#### Document extract:
▶

# **** Another Candle ****



## catcapper (Feb 11, 2010)

Its that time of year again to stick another candle on the cake for the old fella---- (youngdon).

Happy birthday Don.

awprint:


----------



## kiyote (Jun 15, 2014)

hmmm........... wonder if I could get de gubernmint to fund my study on wether or not dons cake is contributing to global warming????????????????

HAPPY birthday don! here's to many more!


----------



## youngdon (Mar 10, 2010)

Thank you Gentlemen!


----------



## pokeyjeeper (Sep 5, 2013)

Happy birthday don


----------



## hassell (Feb 9, 2010)

Holly smokes young fella, a fast year, many more to go, Happy Birthday.


----------



## youngdon (Mar 10, 2010)

Thank you ! I appreciate it. M my


----------



## fr3db3ar (Aug 6, 2011)

Happy birthday Don

Sent from my SM-N975U using Tapatalk


----------



## glenway (Mar 27, 2011)

And, he's still Young Don.

Happy, happy, my friend.


----------



## youngdon (Mar 10, 2010)

Thank you Fred and Glen.

Forever young !


----------



## youngdon (Mar 10, 2010)

The wife told me she wanted me to purchase a new gun for my birthday. And Did I have anything in mind. ( she knows not to just go buy one) so off to the LGS we went. I've had my eye on a Sig P320X carry for a few months now, I really like most Sigs. So while we're there and in gently fondling the 320 she says " what about that other brown one( CZ P10F also a 9mm) so the clerk gets it hands it to me, I like it. It feels good. I'm not sure if I like it as much as the Sig I tell her. It is a tad narrower and has a longer barrel but I'm still thinking about the Sig. she says if you can't make up your mind why don't we just buy them both.......

Do I really need to finish this story ?


----------



## fr3db3ar (Aug 6, 2011)

I love my CZs

Sent from my SM-N975U using Tapatalk


----------



## hassell (Feb 9, 2010)

Oh My God !! Heaven .

◀

#### Task 1:
Print all of the records word for word, leaving out the pictures.
The forum thread and the records come from unrelated sources.

#### Data entries:
▶

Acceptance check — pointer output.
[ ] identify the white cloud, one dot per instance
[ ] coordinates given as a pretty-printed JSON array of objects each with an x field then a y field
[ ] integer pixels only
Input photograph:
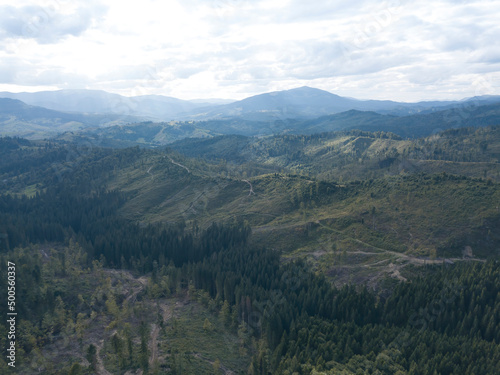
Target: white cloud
[{"x": 236, "y": 48}]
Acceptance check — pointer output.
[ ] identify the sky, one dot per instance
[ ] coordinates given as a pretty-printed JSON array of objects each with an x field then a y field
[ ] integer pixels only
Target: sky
[{"x": 397, "y": 50}]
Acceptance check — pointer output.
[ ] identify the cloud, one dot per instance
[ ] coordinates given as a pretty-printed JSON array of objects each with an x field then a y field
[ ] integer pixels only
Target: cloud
[{"x": 236, "y": 48}]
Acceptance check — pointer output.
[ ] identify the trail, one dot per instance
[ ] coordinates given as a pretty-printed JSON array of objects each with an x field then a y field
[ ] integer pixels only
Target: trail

◀

#### Task 2:
Rewrite the stretch of the forum thread from "## kiyote (Jun" through "Thank you Gentlemen!", changing "global warming" to "climate change".

#### Full output 1:
Acceptance check — pointer output.
[ ] identify the white cloud, one dot per instance
[ ] coordinates given as a pretty-printed JSON array of objects each with an x field then a y field
[ ] integer pixels only
Input photograph:
Target: white cloud
[{"x": 236, "y": 48}]
Acceptance check — pointer output.
[ ] identify the sky, one dot per instance
[ ] coordinates given as a pretty-printed JSON array of objects each with an x field then a y field
[ ] integer pixels only
Target: sky
[{"x": 397, "y": 50}]
Acceptance check — pointer output.
[ ] identify the cloud, one dot per instance
[ ] coordinates given as a pretty-printed JSON array of objects each with an x field then a y field
[ ] integer pixels only
Target: cloud
[{"x": 236, "y": 48}]
Acceptance check — pointer output.
[ ] identify the trail, one dot per instance
[ ] coordinates given as a pretty-printed JSON array of objects each with an x field then a y field
[ ] integer pixels only
Target: trail

#### Full output 2:
## kiyote (Jun 15, 2014)

hmmm........... wonder if I could get de gubernmint to fund my study on wether or not dons cake is contributing to climate change????????????????

HAPPY birthday don! here's to many more!


----------



## youngdon (Mar 10, 2010)

Thank you Gentlemen!